• [Dataset records]
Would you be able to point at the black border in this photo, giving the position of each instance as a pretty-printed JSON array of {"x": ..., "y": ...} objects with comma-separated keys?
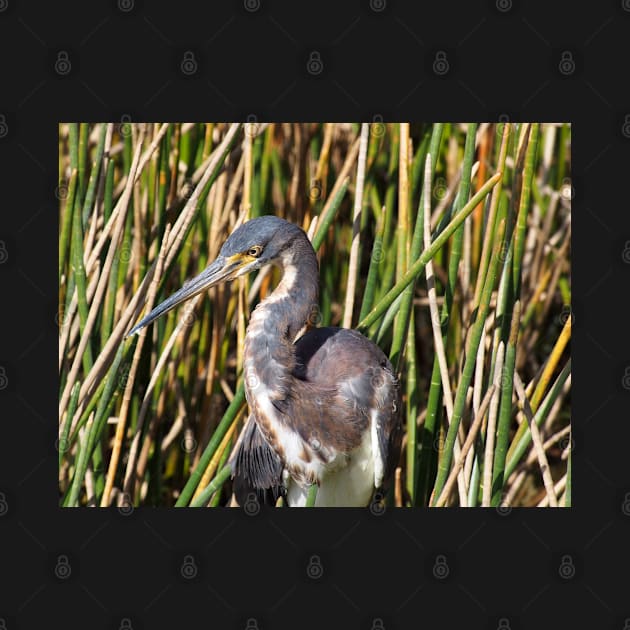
[{"x": 503, "y": 60}]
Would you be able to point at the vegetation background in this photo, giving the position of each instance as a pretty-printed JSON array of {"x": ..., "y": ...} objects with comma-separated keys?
[{"x": 448, "y": 244}]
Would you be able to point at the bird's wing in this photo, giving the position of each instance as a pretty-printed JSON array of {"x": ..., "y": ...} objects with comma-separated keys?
[{"x": 256, "y": 468}]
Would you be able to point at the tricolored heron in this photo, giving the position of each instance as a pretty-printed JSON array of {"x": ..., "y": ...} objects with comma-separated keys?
[{"x": 324, "y": 408}]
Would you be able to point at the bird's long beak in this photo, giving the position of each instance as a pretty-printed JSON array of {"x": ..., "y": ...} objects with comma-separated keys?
[{"x": 220, "y": 270}]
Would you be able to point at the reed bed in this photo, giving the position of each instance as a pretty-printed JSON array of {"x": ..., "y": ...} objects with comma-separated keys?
[{"x": 447, "y": 244}]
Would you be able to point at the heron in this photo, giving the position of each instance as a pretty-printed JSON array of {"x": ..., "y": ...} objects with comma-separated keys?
[{"x": 324, "y": 401}]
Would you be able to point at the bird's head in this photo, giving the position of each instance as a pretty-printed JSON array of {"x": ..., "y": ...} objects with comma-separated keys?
[{"x": 253, "y": 245}]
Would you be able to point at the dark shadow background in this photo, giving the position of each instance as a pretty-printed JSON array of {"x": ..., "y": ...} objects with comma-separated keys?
[{"x": 276, "y": 60}]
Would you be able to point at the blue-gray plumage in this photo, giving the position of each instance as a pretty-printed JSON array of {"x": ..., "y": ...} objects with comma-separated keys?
[{"x": 325, "y": 406}]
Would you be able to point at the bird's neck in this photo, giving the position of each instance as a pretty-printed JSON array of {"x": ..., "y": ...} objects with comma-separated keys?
[{"x": 269, "y": 357}]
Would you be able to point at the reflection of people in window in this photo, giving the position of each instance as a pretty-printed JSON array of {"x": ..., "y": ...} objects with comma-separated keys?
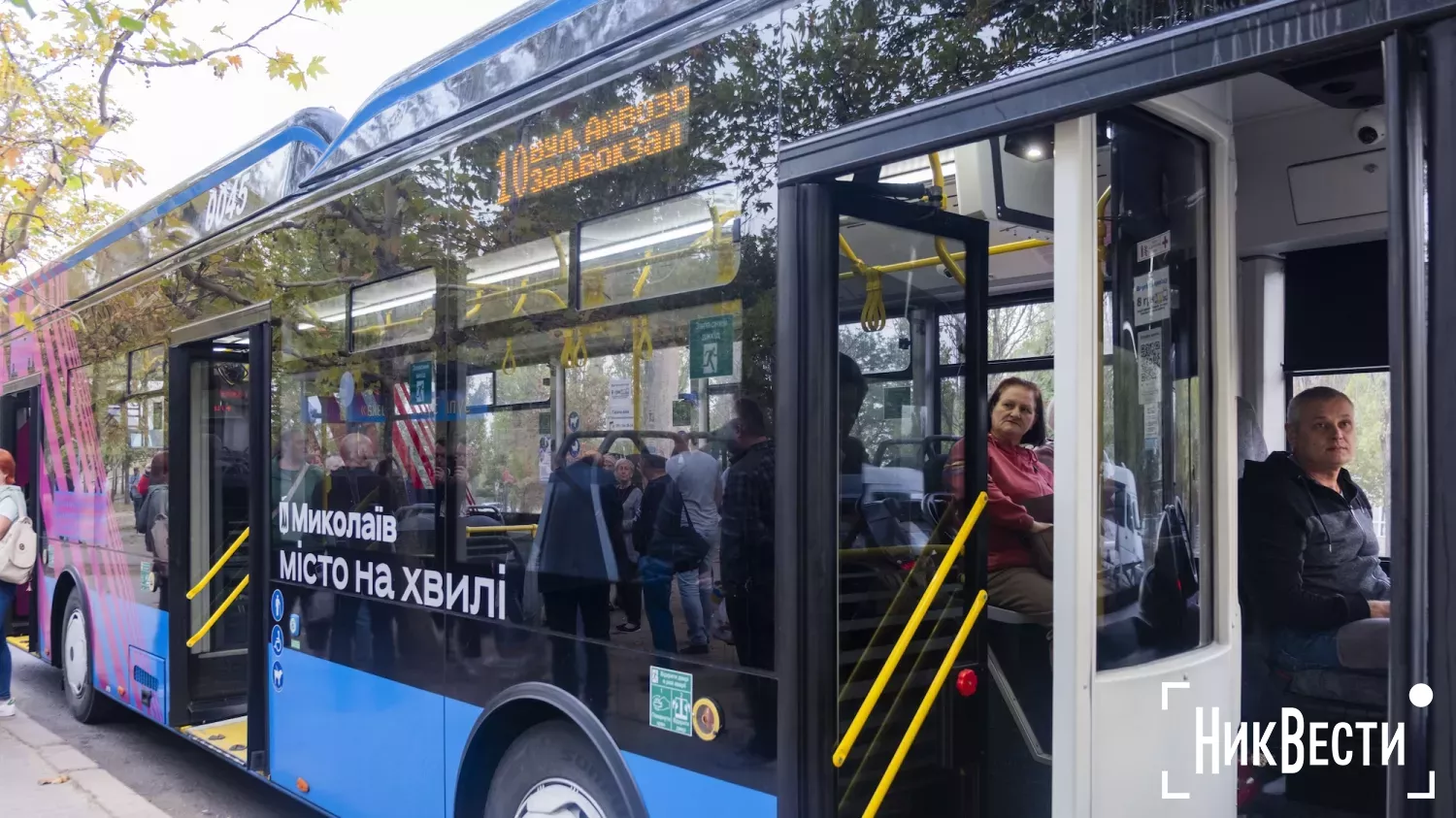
[
  {"x": 294, "y": 477},
  {"x": 852, "y": 392},
  {"x": 747, "y": 564},
  {"x": 1018, "y": 508},
  {"x": 581, "y": 546},
  {"x": 357, "y": 488},
  {"x": 629, "y": 593}
]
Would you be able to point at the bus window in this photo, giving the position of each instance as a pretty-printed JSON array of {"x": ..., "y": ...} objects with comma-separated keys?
[{"x": 1155, "y": 488}]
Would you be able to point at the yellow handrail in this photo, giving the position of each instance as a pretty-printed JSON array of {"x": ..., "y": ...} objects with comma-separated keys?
[
  {"x": 474, "y": 530},
  {"x": 842, "y": 751},
  {"x": 217, "y": 565},
  {"x": 945, "y": 204},
  {"x": 925, "y": 706},
  {"x": 894, "y": 605},
  {"x": 218, "y": 613}
]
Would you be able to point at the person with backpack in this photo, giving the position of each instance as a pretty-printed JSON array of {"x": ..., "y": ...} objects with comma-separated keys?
[
  {"x": 15, "y": 567},
  {"x": 151, "y": 523},
  {"x": 654, "y": 573}
]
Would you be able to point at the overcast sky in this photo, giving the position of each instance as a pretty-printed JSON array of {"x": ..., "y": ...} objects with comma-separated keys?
[{"x": 186, "y": 118}]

• [Problem description] Switch "this photo" to "this image" in the stretch of rows from the line containing "Would you be able to point at the bird's neck" through the end of the rows, leaving everything else unchanged. Return only that stretch, and omit the pictures.

• [Problem solution]
Would you be able to point at the bird's neck in this image, giving the position of each instance as a pretty-printed JSON array of {"x": ..., "y": ...} objects with comma-separated keys?
[{"x": 269, "y": 357}]
Would you be able to point at the reflection of people in window in this image, giving the position of each instance as a pretty-printed JSON array of {"x": ..., "y": ...} objects with comma-separated keys?
[
  {"x": 294, "y": 477},
  {"x": 852, "y": 392},
  {"x": 747, "y": 564},
  {"x": 1018, "y": 508},
  {"x": 581, "y": 546},
  {"x": 357, "y": 488},
  {"x": 629, "y": 593}
]
Would you be able to point at the bus window in this image, giving the position of each instance as a pretty-printed JSON array of {"x": ..., "y": ...} objects with comma-separated keys?
[{"x": 1155, "y": 488}]
Would you be able to point at the yellow handrail in this image, giving the position of each instance as a pretty-printed JSON array of {"x": ..., "y": ...} objects with comma-separated keys?
[
  {"x": 474, "y": 530},
  {"x": 842, "y": 751},
  {"x": 217, "y": 565},
  {"x": 945, "y": 204},
  {"x": 925, "y": 706},
  {"x": 894, "y": 605},
  {"x": 218, "y": 613}
]
Would you be able to point at the person with backpack in this image, giving the position of each instance as a pretty-printed JSON array of {"x": ..., "y": ...} objects with comma-separated keys?
[
  {"x": 15, "y": 567},
  {"x": 151, "y": 523},
  {"x": 654, "y": 573}
]
Would you be able to point at the overcast sky in this image, giving the position of each instance as a pretty-printed JSON array of {"x": ..., "y": ...} objects with comma-separated keys?
[{"x": 186, "y": 118}]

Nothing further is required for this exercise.